(INPUT)

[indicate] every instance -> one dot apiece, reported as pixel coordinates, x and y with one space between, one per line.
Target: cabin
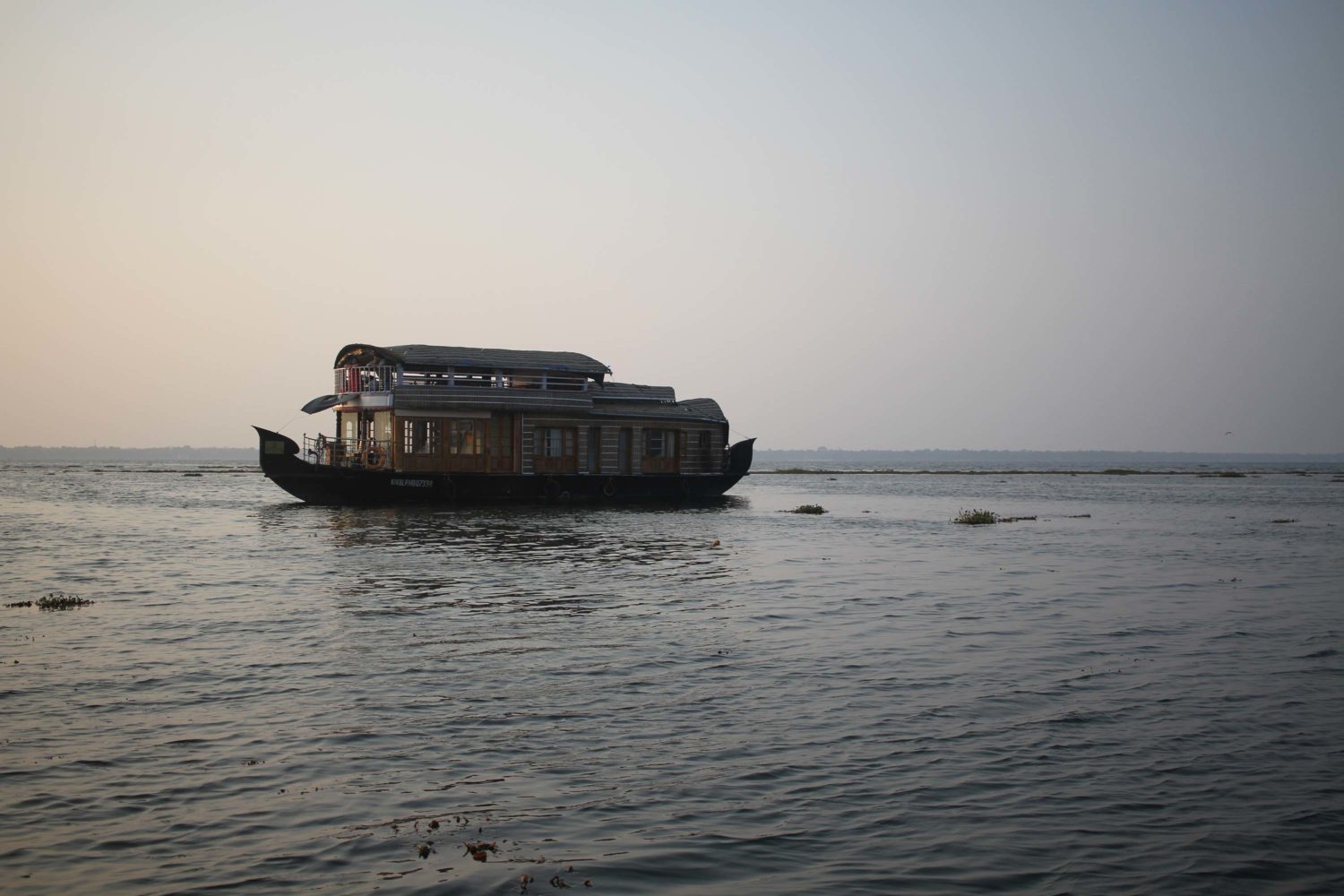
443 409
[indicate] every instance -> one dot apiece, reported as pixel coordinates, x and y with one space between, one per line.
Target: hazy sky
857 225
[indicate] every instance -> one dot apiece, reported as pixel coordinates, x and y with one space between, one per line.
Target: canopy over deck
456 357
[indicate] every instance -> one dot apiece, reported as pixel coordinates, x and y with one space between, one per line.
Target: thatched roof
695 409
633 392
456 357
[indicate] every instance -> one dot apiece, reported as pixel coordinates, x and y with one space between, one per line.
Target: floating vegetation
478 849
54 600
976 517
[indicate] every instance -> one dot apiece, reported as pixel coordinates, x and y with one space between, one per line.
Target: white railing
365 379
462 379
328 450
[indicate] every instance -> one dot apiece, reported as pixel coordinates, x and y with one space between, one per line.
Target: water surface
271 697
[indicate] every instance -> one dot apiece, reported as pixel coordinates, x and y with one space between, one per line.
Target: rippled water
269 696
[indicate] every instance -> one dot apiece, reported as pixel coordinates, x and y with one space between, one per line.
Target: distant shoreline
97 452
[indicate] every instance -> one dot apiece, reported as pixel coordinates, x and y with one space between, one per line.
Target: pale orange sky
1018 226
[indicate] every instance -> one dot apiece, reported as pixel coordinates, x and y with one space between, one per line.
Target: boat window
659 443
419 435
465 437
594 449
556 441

(End INPUT)

The job is to set down the whole listing exactly, excluding any images.

> _REPLY_
[indicate] every instance -> one dot apiece, reported as pixel coordinates, x and y with one space between, one per line.
Target: cabin
443 409
[indicate] every instance -> one dot apiece, reported as pixel coordinates, x and y with one space between, one per line.
Target: hazy sky
857 225
[indicate] every instance -> one dot apiece, reported as pixel coordinates, x and y with one space between, one per line.
Target: canopy over deck
456 357
[indicate] every instance -> one dot apiece, reported as pixel coordinates, x and y with one space between, one per line.
Target: thatched roof
695 409
633 392
456 357
[indicate] every instance -> one dot apiece, reported as pixel coordinates, x and y with one space between, one per line.
Target: floating vegetation
478 849
54 600
976 517
[indicate] every instance -> one dot apiece, reported as pixel coordinates, x and y with one space between, one per line.
Target: white railing
365 379
462 379
328 450
[indicate] every instance -> one dot apiece, reported as pixel coordinates, x and y with one space between, one per line.
Target: water surface
271 697
[indicate] every instance -> one dot apiece, reported as pixel coordinates, x and y with one space between, one per line.
Target: rippled water
269 696
[indicate] every instance -> one dot apiece, reported as pixel coordinates, x and y with one space between, one per line.
Target: distant shoreline
97 452
[indicate] every instance -> one dot apiece, reported as pixel coordinates, x and y with one space between, one per line.
Target: pale orange sky
1018 226
[indicate] every instance -> one dot apiece, reported as pixel coordinates, x and y with one space between, one per line.
Target: boat window
659 443
419 435
465 437
594 449
556 441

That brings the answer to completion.